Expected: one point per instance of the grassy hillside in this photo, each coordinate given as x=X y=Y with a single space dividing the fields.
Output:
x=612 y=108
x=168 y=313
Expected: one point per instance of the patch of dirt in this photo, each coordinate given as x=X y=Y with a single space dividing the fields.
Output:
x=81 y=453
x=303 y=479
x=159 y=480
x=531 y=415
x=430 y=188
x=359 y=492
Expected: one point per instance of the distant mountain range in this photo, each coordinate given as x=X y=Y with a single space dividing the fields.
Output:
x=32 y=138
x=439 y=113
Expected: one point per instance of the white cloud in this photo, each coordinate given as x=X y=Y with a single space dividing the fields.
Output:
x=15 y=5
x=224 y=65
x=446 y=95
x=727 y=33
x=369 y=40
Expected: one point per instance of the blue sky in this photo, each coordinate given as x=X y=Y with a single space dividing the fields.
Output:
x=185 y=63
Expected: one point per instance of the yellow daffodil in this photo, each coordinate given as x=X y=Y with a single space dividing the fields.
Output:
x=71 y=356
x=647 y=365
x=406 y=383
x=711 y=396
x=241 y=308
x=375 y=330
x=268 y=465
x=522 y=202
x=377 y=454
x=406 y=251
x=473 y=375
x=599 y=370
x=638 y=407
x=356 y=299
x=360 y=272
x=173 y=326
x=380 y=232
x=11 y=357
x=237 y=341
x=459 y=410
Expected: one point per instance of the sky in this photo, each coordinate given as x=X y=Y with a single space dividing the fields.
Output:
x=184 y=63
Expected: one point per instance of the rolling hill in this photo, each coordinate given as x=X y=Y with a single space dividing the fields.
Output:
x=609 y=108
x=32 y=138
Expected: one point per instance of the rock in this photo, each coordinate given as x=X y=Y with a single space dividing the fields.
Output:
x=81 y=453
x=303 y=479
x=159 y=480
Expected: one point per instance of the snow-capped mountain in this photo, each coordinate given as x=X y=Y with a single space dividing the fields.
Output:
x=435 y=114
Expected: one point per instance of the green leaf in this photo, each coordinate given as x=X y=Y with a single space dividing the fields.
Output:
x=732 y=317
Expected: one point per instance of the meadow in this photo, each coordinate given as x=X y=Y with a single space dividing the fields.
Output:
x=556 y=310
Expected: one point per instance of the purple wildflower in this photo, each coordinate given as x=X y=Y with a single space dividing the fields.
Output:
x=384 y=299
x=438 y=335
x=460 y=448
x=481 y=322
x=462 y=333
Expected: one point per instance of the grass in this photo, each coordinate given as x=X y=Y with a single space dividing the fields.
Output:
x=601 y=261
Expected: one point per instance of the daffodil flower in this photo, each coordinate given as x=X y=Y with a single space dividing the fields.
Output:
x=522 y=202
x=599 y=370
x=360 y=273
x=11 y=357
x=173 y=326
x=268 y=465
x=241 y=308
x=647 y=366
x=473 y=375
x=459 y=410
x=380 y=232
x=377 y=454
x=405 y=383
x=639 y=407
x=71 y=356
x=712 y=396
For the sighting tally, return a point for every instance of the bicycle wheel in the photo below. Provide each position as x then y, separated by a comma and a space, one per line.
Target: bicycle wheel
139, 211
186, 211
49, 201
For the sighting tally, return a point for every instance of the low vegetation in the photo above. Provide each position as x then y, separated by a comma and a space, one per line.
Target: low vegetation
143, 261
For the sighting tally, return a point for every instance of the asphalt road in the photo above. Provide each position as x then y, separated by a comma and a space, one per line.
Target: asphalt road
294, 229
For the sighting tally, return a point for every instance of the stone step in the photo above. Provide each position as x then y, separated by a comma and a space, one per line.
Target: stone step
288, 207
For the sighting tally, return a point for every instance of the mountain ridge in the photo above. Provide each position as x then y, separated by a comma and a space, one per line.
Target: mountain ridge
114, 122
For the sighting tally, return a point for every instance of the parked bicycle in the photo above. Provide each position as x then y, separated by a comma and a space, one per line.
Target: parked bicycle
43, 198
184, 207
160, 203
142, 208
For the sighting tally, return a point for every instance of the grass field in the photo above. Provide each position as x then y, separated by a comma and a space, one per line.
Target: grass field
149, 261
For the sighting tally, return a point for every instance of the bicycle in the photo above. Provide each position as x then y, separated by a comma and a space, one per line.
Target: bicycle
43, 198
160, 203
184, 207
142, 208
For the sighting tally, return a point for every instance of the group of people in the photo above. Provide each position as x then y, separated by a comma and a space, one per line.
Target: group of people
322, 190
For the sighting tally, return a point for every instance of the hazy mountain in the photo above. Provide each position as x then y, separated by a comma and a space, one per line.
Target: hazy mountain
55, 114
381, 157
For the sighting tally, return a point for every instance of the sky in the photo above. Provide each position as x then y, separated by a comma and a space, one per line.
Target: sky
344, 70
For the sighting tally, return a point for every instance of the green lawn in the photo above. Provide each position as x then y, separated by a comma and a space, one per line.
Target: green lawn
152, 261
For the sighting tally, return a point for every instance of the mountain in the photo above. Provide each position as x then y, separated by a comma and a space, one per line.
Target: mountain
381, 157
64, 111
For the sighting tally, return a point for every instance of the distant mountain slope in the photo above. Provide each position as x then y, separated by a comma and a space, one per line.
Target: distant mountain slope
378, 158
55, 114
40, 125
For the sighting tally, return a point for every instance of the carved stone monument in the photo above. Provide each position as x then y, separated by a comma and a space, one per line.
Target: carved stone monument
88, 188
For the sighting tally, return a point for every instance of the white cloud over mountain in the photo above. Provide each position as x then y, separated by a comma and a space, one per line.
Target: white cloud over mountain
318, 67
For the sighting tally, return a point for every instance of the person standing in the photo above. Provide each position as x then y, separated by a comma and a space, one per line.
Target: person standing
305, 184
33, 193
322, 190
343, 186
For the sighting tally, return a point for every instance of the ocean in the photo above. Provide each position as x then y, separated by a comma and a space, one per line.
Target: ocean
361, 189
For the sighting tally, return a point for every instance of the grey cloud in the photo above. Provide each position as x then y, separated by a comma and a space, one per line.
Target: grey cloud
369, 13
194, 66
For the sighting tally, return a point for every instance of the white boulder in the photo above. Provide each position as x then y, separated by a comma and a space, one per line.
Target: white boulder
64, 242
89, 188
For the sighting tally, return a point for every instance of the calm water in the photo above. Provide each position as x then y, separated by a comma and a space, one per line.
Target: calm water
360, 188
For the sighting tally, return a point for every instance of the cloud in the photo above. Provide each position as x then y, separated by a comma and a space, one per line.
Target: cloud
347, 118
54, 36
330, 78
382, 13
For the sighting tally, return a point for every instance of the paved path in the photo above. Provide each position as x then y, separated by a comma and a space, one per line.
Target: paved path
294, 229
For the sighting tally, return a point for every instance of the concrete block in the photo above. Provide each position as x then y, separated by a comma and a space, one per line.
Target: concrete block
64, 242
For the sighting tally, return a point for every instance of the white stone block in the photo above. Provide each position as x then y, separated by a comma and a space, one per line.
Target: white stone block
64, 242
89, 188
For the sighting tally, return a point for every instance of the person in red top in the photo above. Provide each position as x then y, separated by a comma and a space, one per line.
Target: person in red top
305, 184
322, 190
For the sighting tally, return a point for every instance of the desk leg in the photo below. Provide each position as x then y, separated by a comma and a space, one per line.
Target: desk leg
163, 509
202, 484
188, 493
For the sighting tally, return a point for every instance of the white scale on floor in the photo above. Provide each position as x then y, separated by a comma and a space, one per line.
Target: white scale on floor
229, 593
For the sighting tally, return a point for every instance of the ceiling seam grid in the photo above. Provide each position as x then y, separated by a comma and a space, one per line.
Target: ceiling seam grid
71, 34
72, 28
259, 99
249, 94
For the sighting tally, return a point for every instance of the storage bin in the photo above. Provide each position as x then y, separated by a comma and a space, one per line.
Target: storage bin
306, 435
******
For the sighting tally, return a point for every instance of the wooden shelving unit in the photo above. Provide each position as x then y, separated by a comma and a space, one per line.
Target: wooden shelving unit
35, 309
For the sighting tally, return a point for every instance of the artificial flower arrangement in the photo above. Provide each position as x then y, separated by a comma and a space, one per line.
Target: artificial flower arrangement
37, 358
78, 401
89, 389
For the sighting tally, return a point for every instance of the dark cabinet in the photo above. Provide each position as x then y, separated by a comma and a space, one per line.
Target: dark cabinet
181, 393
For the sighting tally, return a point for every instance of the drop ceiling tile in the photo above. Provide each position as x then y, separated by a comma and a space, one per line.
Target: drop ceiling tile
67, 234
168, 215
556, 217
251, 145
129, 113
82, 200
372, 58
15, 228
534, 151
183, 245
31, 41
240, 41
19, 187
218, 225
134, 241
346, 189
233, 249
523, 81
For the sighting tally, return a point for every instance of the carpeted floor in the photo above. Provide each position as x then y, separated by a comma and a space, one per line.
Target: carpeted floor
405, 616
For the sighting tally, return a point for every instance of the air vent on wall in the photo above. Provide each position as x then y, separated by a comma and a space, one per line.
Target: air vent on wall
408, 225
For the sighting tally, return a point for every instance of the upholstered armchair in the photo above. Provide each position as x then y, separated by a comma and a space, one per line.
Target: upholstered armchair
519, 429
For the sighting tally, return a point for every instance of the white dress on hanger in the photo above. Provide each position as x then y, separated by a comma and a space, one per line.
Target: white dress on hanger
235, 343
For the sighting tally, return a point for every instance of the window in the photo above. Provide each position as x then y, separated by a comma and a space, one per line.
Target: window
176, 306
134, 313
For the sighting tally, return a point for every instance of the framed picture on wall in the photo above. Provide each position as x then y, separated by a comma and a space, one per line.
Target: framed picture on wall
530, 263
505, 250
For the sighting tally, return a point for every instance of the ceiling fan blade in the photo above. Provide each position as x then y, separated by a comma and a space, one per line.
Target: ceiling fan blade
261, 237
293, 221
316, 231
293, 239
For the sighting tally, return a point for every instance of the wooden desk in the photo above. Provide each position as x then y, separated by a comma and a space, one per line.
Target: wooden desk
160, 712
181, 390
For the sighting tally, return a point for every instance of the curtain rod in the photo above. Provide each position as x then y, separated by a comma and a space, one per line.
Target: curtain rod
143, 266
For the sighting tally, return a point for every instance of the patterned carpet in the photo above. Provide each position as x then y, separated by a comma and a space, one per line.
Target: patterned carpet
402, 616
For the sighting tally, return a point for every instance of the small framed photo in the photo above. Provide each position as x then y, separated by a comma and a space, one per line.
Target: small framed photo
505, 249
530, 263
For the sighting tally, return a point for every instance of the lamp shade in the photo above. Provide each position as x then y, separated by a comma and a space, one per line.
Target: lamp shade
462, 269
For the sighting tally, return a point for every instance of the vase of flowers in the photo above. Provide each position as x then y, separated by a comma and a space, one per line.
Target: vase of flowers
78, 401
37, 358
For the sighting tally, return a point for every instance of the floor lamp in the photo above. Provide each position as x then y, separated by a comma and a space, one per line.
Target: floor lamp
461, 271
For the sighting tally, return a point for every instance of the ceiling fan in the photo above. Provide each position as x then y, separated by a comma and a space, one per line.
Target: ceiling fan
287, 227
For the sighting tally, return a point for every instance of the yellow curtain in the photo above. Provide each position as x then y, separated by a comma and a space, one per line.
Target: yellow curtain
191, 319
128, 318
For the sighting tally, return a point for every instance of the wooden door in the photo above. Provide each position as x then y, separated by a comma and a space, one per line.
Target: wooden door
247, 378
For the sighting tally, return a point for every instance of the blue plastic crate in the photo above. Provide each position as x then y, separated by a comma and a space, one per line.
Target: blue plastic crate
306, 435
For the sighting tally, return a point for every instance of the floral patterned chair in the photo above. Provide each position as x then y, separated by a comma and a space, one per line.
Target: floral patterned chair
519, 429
******
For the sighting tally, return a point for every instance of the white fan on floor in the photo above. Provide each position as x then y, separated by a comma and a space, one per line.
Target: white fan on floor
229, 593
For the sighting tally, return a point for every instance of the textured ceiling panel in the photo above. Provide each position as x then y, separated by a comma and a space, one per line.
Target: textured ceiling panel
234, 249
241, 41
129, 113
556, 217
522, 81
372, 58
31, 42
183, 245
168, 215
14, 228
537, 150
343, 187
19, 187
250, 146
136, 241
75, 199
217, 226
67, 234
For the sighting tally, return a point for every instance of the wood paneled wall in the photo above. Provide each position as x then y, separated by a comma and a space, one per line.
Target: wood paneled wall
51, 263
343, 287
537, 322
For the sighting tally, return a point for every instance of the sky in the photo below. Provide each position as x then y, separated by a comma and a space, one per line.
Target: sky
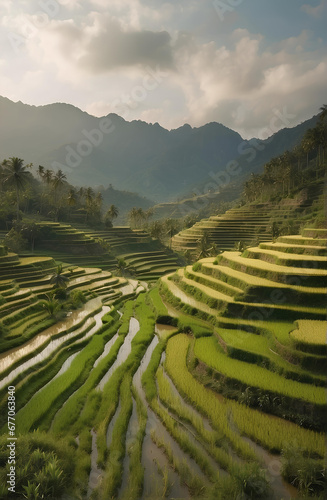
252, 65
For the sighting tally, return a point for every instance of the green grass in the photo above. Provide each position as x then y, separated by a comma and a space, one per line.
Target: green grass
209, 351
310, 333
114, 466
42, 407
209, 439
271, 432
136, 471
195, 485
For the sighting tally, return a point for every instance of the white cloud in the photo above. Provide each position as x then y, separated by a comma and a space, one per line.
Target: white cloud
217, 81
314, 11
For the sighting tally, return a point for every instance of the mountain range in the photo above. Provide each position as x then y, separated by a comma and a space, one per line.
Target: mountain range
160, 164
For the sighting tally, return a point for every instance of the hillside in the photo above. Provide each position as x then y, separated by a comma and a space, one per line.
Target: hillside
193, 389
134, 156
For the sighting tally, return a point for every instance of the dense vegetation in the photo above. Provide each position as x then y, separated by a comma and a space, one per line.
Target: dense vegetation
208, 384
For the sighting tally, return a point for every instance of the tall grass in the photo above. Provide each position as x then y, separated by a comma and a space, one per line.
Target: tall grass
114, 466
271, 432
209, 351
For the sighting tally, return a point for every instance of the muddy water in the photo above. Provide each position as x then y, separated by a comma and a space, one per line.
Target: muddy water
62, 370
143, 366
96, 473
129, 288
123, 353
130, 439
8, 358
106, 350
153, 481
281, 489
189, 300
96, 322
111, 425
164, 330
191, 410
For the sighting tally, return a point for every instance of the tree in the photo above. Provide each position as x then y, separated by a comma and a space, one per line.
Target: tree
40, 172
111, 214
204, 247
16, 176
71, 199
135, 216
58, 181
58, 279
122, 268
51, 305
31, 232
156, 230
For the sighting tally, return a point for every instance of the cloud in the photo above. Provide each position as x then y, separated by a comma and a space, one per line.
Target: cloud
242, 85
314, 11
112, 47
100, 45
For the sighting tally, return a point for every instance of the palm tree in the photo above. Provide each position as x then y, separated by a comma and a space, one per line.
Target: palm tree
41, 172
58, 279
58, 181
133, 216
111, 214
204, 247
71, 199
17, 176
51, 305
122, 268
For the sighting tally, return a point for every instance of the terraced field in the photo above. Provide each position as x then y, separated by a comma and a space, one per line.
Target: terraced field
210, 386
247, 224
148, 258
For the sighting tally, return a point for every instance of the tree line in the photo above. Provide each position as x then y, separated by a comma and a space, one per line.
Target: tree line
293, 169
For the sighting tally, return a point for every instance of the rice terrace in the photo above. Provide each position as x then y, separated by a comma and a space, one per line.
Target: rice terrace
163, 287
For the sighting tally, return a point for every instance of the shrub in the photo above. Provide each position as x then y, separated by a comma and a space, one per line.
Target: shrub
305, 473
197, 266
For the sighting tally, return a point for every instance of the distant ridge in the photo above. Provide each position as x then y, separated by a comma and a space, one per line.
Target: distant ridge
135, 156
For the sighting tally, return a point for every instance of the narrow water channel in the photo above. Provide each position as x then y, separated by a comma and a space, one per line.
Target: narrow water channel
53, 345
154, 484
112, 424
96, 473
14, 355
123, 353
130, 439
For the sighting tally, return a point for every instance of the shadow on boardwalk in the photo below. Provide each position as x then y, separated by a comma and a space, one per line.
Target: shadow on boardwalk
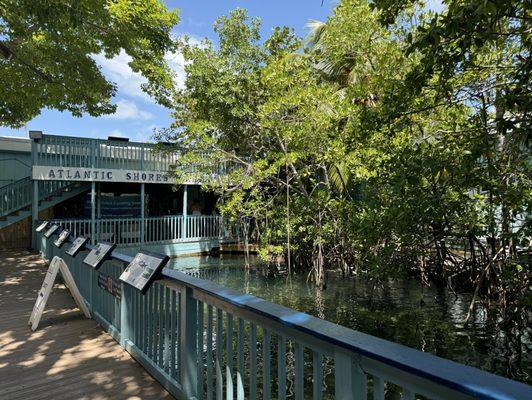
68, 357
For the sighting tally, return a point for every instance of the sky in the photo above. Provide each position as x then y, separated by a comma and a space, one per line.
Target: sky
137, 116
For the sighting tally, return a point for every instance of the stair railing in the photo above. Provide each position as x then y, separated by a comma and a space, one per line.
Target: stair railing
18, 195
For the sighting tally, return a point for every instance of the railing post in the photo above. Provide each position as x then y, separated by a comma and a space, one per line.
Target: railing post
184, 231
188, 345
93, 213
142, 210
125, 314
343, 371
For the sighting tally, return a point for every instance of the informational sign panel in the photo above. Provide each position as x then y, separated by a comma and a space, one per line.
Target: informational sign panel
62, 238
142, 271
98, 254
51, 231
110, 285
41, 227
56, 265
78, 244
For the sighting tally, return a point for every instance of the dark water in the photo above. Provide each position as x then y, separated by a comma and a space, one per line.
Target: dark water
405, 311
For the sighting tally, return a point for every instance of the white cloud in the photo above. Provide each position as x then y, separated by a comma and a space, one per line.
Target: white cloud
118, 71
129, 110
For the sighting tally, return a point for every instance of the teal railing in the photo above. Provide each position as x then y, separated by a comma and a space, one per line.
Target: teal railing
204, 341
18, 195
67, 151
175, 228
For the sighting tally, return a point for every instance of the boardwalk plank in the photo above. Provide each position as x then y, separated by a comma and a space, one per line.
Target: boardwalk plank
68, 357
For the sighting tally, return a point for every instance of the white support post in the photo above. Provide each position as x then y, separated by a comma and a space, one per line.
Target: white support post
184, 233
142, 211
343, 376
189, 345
******
### Exercise objective
Copy the listing above verbatim, starting at the line that contains "Expected: one point per instance of the patch" and ending after the line that contains "x=359 y=492".

### Reply
Expected: one point per instance of the patch of dirt in this photo, each coordinate given as x=X y=Y with a single space dividing the fields.
Output:
x=81 y=453
x=303 y=479
x=159 y=480
x=531 y=415
x=430 y=188
x=359 y=492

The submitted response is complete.